_Record set_:
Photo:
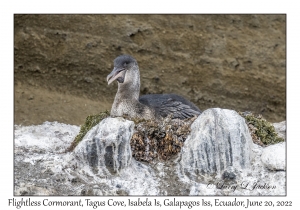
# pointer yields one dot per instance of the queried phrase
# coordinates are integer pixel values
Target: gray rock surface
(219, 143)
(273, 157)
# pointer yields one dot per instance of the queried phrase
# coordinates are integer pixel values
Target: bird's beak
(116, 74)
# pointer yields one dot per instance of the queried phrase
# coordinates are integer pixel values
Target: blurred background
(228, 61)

* * *

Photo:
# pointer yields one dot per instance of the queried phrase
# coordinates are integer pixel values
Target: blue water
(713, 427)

_Task statement_: Report how many lines in the items above contain the string "Target", with case counting. Give only the number.

_Solution for this exercise_: 4